This Saturday a group gathered in Midland to protest a proposal to bring in high-level radioactive waste possibly through Midland.

“People need to know the risk of high-level radioactive waste,” says Karen Hadden, the Executive Director of the SEED Coalition. “Waste Control Specialist wants to bring in 40 thousand tons, of the most radioactive waste.”

WCS is located in the western part of Andrews County. Protestors say they aren’t just worried about the radioactive waste. A big problem they say is how it could get there: on the tracks right through Midland.

“It’s very likely that the waste would come on this route,” says Hadden. “It was part of the routes designated where there was a Yucca Mountain repository.”

At the protest was also Kerstin Rudek  from Gorleben, Germany. She said she understood this problem first hand, after her town became a hotspot for high-level nuclear waste decades ago.

__SUPPLIED ENTRIES__:
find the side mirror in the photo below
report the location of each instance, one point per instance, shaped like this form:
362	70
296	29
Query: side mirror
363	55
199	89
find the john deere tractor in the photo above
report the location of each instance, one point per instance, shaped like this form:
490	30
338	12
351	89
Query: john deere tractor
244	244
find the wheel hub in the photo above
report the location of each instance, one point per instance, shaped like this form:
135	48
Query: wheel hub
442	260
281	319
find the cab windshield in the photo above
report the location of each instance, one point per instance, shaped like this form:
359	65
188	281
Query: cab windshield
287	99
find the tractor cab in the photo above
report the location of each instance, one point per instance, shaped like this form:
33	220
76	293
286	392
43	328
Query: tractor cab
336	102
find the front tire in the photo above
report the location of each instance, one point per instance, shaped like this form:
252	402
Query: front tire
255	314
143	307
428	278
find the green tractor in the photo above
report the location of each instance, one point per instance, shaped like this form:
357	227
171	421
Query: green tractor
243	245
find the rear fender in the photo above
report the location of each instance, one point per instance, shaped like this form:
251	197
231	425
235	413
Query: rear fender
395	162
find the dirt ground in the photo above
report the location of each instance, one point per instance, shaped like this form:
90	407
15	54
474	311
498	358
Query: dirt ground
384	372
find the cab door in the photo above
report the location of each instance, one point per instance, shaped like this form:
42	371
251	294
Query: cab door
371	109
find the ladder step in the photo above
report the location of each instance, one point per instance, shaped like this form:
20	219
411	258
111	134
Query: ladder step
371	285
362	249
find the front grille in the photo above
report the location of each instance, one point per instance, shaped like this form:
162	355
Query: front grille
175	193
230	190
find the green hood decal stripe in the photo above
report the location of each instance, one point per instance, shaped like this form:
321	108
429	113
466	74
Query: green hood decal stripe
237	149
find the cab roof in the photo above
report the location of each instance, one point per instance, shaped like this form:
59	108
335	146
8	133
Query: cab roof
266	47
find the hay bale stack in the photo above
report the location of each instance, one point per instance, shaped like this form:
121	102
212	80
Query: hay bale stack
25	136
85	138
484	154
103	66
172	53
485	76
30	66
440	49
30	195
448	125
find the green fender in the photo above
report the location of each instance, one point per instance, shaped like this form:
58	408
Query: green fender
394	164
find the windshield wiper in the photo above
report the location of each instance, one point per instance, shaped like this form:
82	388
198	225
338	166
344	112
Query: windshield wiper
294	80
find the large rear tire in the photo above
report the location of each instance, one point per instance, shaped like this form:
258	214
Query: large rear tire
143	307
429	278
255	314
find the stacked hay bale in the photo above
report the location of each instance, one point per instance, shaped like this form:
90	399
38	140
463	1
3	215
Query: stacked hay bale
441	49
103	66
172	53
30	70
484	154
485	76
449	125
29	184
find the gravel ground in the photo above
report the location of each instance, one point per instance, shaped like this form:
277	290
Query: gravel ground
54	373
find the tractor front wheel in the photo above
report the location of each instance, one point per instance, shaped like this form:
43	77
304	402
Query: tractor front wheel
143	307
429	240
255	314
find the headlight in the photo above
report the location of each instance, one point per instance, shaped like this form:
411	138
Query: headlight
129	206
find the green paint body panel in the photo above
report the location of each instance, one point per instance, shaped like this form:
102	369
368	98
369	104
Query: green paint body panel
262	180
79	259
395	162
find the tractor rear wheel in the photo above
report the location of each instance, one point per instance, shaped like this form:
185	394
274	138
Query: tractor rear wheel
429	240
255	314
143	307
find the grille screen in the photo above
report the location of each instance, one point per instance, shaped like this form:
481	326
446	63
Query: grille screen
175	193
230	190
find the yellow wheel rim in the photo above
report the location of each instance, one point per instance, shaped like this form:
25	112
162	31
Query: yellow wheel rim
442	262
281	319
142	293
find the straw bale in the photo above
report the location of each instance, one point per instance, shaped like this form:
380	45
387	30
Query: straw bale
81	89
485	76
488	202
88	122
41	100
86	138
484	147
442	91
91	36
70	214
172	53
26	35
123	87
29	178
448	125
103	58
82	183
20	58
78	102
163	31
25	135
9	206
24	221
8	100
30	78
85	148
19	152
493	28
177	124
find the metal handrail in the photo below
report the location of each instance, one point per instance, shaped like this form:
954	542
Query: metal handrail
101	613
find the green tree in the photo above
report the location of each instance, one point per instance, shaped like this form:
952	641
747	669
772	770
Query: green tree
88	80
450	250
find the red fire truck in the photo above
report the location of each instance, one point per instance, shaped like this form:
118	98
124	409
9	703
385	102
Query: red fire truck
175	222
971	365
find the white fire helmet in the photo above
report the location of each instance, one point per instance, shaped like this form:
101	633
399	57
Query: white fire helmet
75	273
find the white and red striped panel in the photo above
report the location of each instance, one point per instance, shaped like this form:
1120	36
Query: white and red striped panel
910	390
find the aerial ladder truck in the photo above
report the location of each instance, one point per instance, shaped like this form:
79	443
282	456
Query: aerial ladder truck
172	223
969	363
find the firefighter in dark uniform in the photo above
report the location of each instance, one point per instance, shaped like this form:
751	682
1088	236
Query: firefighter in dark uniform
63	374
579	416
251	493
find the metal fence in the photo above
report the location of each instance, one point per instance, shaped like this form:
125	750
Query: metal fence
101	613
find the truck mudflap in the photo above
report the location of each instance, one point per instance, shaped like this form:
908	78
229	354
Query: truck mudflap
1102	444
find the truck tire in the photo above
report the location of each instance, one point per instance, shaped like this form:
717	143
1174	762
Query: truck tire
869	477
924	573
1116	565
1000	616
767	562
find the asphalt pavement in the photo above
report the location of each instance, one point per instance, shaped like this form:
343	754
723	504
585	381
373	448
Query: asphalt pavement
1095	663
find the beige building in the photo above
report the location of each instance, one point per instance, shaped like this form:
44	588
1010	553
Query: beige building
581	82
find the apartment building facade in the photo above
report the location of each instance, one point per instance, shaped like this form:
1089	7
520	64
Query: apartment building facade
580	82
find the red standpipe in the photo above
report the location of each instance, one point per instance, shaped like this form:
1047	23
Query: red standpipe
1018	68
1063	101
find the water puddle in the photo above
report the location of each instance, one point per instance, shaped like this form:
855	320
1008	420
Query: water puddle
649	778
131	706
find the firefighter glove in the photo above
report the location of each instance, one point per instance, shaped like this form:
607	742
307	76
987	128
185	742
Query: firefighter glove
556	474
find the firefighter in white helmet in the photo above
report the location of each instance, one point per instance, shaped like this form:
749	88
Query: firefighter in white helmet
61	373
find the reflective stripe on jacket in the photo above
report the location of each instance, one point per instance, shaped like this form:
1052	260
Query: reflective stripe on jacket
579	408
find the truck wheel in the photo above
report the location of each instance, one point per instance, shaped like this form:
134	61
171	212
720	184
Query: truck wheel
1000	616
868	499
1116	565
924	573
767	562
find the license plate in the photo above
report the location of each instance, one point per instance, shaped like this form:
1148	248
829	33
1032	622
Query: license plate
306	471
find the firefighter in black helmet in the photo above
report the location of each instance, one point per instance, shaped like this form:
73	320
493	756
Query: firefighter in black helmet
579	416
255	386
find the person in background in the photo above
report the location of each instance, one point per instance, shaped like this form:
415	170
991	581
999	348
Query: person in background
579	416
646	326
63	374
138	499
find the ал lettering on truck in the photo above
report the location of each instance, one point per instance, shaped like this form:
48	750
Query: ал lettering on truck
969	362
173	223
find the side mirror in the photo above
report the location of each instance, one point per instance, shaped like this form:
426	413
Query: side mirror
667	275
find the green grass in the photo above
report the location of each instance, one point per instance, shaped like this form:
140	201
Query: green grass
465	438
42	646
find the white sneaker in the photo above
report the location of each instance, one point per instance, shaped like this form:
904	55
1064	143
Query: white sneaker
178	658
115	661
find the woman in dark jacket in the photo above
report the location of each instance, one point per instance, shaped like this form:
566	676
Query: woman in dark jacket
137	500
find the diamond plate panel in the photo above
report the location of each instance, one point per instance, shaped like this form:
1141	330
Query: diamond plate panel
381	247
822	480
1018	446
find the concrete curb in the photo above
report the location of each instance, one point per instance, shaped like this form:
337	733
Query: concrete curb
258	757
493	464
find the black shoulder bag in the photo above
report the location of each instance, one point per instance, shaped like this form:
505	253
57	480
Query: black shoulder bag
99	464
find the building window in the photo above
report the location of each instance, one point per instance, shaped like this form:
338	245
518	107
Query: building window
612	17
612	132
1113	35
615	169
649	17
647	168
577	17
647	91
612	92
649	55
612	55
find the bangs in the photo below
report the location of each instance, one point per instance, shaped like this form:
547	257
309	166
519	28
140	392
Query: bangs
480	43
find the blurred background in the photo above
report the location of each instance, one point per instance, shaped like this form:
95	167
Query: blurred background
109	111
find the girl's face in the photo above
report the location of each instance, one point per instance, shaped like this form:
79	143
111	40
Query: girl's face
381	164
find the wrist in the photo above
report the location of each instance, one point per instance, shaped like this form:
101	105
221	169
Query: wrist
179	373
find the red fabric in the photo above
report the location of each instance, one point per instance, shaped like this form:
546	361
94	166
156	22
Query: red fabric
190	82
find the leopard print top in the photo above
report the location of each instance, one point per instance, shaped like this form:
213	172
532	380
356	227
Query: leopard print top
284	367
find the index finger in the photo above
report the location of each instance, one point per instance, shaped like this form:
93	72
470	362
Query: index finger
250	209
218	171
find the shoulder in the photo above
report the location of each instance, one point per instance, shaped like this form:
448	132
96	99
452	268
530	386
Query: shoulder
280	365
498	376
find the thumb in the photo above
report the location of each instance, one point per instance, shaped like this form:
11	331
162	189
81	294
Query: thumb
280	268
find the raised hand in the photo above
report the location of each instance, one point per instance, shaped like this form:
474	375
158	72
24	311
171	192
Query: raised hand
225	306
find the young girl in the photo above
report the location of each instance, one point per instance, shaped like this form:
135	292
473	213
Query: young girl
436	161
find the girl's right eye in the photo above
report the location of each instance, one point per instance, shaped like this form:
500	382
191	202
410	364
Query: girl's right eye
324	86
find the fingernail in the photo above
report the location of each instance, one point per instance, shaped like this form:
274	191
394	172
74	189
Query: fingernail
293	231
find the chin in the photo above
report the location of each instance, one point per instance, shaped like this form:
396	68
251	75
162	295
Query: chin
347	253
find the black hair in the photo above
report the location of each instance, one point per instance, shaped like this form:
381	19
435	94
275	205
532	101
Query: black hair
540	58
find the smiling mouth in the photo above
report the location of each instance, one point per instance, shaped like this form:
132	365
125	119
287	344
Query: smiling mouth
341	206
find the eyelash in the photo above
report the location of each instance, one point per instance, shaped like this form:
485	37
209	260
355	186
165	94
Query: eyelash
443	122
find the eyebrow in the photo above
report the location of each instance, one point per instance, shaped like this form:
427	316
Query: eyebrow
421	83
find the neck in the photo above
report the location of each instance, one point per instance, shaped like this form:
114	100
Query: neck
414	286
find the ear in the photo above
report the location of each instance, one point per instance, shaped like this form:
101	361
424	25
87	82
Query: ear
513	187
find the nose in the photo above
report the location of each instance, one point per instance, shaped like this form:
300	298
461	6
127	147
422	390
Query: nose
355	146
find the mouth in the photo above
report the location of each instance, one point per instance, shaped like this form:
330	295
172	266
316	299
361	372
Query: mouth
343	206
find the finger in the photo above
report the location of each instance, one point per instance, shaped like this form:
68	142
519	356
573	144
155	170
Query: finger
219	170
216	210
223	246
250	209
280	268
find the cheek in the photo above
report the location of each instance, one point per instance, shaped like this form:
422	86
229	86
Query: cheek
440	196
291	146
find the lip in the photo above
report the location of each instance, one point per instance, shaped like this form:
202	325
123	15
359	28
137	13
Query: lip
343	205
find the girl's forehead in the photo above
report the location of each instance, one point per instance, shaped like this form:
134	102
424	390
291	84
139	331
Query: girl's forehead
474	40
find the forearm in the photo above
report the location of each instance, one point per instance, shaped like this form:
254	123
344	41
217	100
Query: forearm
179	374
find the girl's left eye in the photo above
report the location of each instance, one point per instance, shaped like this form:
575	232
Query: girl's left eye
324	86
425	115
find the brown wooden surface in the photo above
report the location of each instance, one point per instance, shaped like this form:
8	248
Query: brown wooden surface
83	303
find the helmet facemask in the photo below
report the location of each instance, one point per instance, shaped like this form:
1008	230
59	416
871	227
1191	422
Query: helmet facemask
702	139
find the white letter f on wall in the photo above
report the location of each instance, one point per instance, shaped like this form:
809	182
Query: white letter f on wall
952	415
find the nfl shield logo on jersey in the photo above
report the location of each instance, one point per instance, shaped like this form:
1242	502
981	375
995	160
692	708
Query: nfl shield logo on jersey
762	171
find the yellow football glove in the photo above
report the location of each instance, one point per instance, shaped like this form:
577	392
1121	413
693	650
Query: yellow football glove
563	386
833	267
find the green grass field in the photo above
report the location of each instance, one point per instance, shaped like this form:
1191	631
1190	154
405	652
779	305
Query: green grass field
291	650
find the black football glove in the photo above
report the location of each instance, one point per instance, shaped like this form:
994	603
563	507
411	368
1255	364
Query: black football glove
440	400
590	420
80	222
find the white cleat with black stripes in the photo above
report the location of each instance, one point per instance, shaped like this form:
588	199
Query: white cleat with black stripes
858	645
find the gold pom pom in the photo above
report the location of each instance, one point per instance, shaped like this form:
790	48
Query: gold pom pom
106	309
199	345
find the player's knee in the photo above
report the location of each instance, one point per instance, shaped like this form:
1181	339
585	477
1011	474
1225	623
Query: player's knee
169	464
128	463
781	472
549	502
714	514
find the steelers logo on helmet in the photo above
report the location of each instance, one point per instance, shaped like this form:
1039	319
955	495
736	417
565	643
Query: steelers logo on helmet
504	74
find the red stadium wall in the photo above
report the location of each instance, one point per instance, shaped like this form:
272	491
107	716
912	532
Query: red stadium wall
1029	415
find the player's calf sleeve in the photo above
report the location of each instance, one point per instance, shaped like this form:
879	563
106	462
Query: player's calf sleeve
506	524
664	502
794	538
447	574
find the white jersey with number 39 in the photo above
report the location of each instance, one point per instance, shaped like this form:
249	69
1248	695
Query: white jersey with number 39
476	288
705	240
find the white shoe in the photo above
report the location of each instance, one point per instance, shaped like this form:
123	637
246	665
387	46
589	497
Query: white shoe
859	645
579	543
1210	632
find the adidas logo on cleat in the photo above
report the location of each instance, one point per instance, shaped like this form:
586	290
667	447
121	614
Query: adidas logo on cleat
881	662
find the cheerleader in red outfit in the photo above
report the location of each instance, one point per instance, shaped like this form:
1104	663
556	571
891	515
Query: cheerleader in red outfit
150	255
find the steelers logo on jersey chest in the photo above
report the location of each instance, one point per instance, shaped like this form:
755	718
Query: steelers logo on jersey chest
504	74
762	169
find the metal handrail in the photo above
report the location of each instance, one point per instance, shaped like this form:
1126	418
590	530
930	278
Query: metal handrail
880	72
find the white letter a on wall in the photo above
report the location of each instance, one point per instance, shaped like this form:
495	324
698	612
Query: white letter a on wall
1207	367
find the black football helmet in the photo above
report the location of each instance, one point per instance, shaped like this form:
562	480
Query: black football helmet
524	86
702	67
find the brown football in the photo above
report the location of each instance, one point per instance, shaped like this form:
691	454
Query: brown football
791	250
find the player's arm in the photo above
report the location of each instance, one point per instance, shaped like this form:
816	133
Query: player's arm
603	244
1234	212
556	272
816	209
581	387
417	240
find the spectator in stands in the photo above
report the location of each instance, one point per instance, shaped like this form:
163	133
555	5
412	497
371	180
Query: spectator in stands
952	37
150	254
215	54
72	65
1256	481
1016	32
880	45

__QUESTIONS TO ANSWER__:
1. Return everything from "At the protest" down to "waste decades ago." in the radioactive waste protest article, copied word for word.
2. Resume the article about the Midland radioactive waste protest from the point where it stops.

__ANSWERS FOR EACH ITEM__:
1.
At the protest was also Kerstin Rudek  from Gorleben, Germany. She said she understood this problem first hand, after her town became a hotspot for high-level nuclear waste decades ago.

2.
“The caste of high-radioactive waste will bring cancer to your communities, and other very serious illnesses,” says Rudek.

Radioactive waste has always been a topic of controversy. But on Saturday protesters showed what side they’re on with this issue.

“This could be billions of dollars. It could contaminate the whole region, it could get into water, and into the oil fields. We don’t want that happening,” says Hadden.

The group says that people have until October 19th to voice their concern to the Nuclear Regulatory Commission regarding the possible transportation of nuclear waste.